→ Exercise instructions
Repeat the entries shown below with every word and mark intact.
****
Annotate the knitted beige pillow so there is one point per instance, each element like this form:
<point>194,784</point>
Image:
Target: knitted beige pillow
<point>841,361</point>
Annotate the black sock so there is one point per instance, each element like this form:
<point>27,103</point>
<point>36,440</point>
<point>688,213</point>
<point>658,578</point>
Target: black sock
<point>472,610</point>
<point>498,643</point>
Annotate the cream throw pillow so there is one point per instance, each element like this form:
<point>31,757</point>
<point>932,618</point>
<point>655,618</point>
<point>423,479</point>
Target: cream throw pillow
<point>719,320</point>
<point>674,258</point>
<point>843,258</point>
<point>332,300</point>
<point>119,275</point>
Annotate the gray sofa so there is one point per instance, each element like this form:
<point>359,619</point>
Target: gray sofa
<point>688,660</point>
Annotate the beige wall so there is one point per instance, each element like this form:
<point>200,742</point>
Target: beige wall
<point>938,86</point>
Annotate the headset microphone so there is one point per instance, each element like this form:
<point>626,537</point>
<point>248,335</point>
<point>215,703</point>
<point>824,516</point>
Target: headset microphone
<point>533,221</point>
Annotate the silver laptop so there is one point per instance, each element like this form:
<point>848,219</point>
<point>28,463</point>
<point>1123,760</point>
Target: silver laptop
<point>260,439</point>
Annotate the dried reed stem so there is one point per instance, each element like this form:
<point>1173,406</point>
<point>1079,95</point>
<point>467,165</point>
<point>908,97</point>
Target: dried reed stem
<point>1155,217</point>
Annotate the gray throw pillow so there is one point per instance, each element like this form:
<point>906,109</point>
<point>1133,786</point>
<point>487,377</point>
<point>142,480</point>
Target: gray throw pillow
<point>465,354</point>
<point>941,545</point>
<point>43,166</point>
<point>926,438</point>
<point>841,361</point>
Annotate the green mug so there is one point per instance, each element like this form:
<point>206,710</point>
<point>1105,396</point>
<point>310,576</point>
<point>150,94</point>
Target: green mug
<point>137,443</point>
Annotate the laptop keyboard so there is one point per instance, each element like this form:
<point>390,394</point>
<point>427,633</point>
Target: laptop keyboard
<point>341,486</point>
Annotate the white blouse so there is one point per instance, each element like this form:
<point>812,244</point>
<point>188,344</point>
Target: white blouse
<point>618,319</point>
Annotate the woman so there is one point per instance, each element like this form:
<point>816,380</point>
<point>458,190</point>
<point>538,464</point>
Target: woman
****
→ Worked solution
Annotate the knitted beige pillow so there is one point per instance, each element like this form:
<point>194,784</point>
Image:
Target: knitted beige pillow
<point>841,361</point>
Annotate the black sock so there is one point per instance, each element like this form:
<point>27,103</point>
<point>36,440</point>
<point>688,213</point>
<point>658,578</point>
Target: black sock
<point>472,610</point>
<point>498,643</point>
Annotate the cream throw pillow so there is one point per instance, each element like this form:
<point>31,757</point>
<point>932,618</point>
<point>655,618</point>
<point>423,479</point>
Target: cream throw pillow
<point>719,320</point>
<point>674,258</point>
<point>843,258</point>
<point>332,300</point>
<point>119,275</point>
Annotate the gray sofa so there is one point per instance, each element like this form:
<point>359,619</point>
Target: gray sofa
<point>688,660</point>
Annotate the beige wall so there is one point per instance, each element like this form:
<point>200,742</point>
Target: beige wall
<point>938,86</point>
Annotate the headset microphone so there is one point per instance, each element like this form:
<point>626,537</point>
<point>248,335</point>
<point>215,703</point>
<point>824,516</point>
Target: headset microphone
<point>533,221</point>
Annotate the silver laptop so there is one point per instance, each element like this form:
<point>848,219</point>
<point>28,463</point>
<point>1123,760</point>
Target: silver laptop
<point>260,439</point>
Annotate the dried reed stem so there is one point per instance, each element like this form:
<point>1173,406</point>
<point>1079,95</point>
<point>467,165</point>
<point>908,97</point>
Target: dried reed stem
<point>1155,217</point>
Annotate the gray throw pillow so there is one point per instance, each element like this form:
<point>906,109</point>
<point>1133,786</point>
<point>487,377</point>
<point>142,480</point>
Target: gray throw pillow
<point>465,354</point>
<point>941,545</point>
<point>43,166</point>
<point>926,438</point>
<point>841,361</point>
Annotate the green mug so there is one point per instance, each element like this form:
<point>206,710</point>
<point>1105,396</point>
<point>310,576</point>
<point>150,94</point>
Target: green mug
<point>137,443</point>
Annotate the laptop keyboard so there is one point per instance, each element like this form:
<point>390,394</point>
<point>427,633</point>
Target: laptop keyboard
<point>341,486</point>
Annotate the white blouse so there is one point per instance, each element like this form:
<point>812,244</point>
<point>188,344</point>
Target: white blouse
<point>618,319</point>
Annotate the woman so there is one point per instance, each element like this form:
<point>816,380</point>
<point>458,190</point>
<point>538,464</point>
Target: woman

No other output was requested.